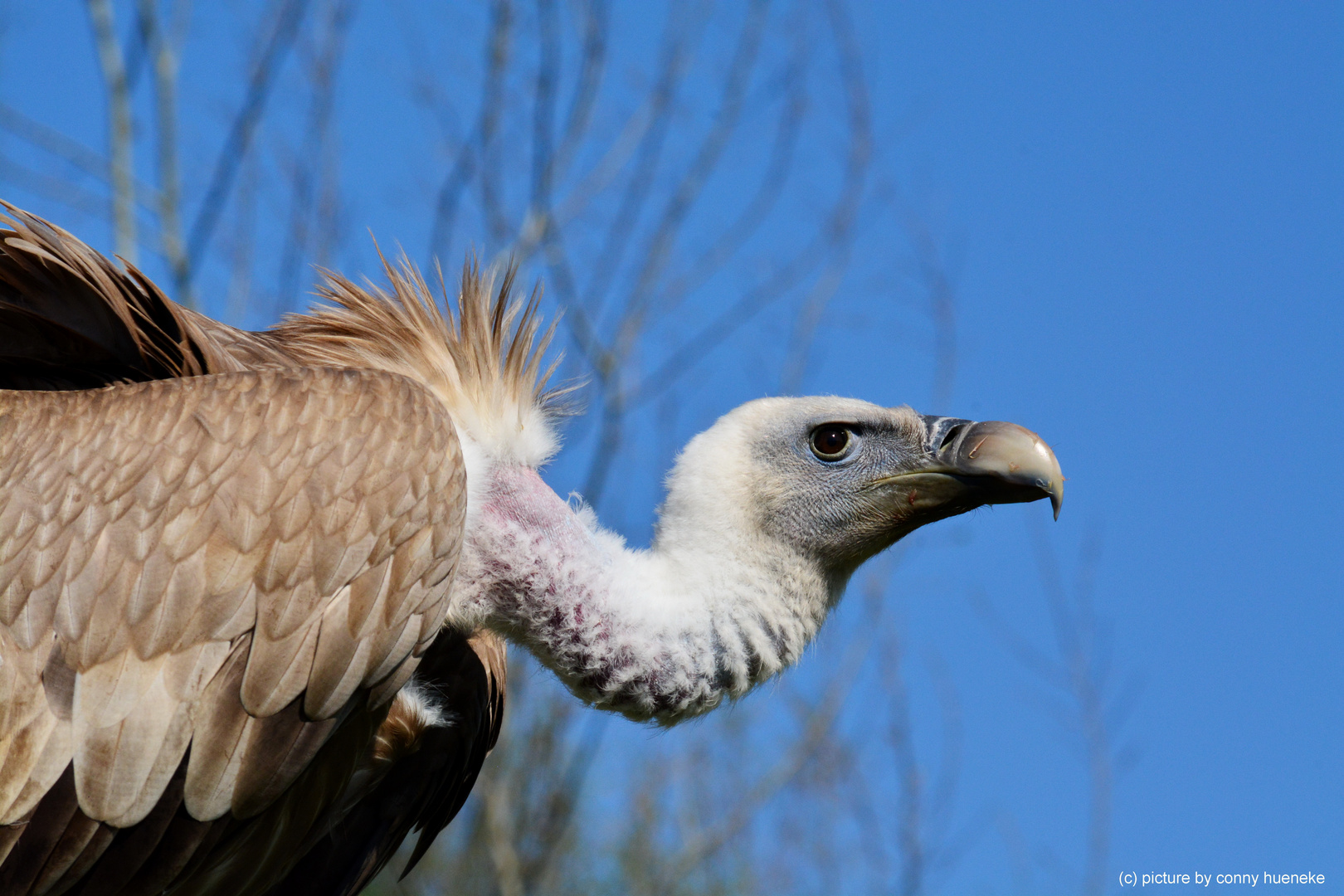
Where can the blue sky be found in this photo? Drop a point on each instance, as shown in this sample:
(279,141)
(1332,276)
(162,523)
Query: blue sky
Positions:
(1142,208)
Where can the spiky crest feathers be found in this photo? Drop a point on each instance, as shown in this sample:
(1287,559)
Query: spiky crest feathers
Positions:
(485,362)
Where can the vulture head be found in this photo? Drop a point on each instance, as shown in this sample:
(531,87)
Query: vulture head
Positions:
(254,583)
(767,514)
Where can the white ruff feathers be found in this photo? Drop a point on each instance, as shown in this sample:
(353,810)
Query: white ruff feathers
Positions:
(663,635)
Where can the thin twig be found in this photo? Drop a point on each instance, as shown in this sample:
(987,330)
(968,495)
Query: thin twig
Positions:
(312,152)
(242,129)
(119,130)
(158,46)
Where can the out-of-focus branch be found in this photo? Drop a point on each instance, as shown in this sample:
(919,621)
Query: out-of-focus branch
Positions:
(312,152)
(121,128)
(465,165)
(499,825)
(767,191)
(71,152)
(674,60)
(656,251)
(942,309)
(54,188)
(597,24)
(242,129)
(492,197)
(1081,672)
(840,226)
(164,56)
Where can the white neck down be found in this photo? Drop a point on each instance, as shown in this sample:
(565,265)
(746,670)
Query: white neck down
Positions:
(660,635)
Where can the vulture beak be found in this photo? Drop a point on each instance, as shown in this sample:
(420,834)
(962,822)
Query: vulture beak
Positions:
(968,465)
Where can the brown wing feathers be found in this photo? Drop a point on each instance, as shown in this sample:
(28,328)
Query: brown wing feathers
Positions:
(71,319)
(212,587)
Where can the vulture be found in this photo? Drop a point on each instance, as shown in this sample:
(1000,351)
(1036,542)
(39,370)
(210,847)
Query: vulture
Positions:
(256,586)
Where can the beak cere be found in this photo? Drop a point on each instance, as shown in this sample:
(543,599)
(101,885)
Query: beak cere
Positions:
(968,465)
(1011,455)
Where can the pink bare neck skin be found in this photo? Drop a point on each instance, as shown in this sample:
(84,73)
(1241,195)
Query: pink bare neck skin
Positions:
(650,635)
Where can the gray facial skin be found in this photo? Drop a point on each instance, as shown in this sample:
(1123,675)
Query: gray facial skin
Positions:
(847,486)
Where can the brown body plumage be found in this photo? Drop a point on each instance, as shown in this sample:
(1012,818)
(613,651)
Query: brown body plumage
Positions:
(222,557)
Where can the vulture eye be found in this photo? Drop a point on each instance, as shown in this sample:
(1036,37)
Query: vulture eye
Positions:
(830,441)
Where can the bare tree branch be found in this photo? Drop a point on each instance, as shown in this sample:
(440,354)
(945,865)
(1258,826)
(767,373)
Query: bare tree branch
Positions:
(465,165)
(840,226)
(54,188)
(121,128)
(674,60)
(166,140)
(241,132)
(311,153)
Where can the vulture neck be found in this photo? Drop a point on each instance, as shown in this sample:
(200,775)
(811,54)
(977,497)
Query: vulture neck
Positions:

........

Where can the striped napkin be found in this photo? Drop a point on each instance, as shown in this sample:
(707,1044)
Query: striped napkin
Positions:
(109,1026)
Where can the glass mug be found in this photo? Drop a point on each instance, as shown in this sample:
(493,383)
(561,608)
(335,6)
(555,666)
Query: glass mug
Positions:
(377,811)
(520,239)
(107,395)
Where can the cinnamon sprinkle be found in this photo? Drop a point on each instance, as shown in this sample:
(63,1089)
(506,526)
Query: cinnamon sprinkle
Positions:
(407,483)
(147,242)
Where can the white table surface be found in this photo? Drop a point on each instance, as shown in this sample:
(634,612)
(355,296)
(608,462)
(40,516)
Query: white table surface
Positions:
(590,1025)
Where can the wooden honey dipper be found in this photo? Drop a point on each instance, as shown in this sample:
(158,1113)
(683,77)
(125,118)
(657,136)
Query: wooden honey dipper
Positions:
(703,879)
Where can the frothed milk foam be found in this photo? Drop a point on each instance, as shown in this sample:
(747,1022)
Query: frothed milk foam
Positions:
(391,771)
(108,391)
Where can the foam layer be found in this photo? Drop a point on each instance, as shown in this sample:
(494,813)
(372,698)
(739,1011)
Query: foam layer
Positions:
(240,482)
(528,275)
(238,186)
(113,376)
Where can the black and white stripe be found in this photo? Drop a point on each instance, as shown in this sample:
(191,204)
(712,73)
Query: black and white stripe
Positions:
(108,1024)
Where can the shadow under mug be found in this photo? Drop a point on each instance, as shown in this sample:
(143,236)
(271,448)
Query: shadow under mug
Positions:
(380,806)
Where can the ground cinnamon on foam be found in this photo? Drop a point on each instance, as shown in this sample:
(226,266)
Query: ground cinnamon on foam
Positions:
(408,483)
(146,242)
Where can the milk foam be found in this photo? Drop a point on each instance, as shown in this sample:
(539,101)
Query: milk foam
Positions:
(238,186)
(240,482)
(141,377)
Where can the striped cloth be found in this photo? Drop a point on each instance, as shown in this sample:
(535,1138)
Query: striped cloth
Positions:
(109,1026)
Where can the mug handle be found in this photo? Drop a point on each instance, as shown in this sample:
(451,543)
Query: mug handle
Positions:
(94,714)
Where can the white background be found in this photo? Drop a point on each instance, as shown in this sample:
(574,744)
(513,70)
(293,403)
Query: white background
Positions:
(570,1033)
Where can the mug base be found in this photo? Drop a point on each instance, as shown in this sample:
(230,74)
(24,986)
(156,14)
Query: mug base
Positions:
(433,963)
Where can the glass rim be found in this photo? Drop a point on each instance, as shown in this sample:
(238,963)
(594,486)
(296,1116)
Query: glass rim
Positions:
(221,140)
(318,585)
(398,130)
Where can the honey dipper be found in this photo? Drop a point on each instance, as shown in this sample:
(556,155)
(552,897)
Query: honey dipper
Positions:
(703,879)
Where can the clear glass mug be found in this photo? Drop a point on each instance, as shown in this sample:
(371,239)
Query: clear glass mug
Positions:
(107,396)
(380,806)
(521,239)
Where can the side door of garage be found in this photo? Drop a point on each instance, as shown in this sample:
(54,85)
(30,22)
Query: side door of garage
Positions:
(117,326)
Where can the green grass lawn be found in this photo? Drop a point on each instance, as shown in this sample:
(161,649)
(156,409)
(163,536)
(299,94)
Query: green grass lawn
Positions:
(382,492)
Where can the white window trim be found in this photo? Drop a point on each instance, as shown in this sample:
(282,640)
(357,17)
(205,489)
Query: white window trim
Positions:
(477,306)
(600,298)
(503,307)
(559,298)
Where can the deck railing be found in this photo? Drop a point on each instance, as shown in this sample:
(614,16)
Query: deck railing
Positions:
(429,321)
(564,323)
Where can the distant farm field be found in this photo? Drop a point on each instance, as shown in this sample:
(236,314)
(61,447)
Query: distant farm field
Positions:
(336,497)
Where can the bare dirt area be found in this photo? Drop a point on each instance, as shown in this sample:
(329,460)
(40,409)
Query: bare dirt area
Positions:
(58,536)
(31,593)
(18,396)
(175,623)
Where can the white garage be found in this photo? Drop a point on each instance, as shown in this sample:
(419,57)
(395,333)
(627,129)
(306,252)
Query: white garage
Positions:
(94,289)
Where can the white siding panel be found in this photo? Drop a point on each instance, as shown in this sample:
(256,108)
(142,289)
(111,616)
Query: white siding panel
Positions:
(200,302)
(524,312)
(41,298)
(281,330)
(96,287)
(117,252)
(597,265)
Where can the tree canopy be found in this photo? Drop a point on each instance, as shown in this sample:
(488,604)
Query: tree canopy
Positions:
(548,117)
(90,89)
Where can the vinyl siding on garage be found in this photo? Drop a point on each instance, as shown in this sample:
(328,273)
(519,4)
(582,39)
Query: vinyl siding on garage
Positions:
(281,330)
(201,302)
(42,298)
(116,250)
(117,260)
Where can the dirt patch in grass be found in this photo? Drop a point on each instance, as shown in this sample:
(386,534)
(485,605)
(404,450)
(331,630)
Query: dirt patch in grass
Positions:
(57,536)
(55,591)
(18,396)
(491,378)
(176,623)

........

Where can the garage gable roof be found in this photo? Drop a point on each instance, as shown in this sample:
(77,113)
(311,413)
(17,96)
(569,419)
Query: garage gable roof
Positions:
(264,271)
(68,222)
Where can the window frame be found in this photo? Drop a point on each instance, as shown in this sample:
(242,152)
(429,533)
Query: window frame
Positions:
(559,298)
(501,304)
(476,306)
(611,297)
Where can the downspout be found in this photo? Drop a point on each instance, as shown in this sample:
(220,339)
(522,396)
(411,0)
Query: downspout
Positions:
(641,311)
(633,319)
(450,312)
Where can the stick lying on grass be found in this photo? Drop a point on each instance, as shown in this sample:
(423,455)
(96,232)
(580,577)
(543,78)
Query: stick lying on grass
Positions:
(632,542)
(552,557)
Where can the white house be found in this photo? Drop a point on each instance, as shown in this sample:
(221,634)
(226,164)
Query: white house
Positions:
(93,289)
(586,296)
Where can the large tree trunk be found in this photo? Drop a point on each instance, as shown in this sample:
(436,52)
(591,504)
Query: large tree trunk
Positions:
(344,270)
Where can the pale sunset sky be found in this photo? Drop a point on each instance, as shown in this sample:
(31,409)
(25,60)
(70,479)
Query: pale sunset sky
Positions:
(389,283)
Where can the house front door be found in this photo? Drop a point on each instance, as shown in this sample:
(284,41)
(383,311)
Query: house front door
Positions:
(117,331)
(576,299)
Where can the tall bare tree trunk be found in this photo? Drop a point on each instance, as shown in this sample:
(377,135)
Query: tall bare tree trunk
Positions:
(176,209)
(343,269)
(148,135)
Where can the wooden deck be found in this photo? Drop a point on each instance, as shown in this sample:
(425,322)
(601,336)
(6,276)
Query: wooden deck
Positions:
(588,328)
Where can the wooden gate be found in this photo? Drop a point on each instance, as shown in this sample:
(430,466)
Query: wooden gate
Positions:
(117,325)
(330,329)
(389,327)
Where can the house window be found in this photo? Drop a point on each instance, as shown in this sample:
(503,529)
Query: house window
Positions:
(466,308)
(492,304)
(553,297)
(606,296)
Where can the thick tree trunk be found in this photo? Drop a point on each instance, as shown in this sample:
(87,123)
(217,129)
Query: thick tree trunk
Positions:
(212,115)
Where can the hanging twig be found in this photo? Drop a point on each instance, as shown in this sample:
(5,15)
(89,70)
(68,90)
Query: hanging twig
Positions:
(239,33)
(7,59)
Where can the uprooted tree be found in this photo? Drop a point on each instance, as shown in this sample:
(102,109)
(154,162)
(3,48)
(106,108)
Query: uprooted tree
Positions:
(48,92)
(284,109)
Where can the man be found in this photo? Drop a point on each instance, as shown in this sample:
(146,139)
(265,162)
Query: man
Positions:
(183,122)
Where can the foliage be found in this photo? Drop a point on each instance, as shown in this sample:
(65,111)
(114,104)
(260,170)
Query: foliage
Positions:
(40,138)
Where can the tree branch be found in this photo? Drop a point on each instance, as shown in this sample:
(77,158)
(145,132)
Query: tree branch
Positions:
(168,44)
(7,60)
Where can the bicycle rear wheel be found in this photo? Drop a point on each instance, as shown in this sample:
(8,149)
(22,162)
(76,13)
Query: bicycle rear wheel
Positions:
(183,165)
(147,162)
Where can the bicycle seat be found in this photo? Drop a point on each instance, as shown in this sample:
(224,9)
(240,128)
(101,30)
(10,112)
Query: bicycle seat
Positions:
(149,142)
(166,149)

........

Exercise details
Locate every line in the items above that contains the word "pale", and copy each of those lines out in full.

Response to the exercise
Where can the pale sunset sky be found in this photo? Drop a point on each instance, as shown in this sample:
Query: pale sunset sky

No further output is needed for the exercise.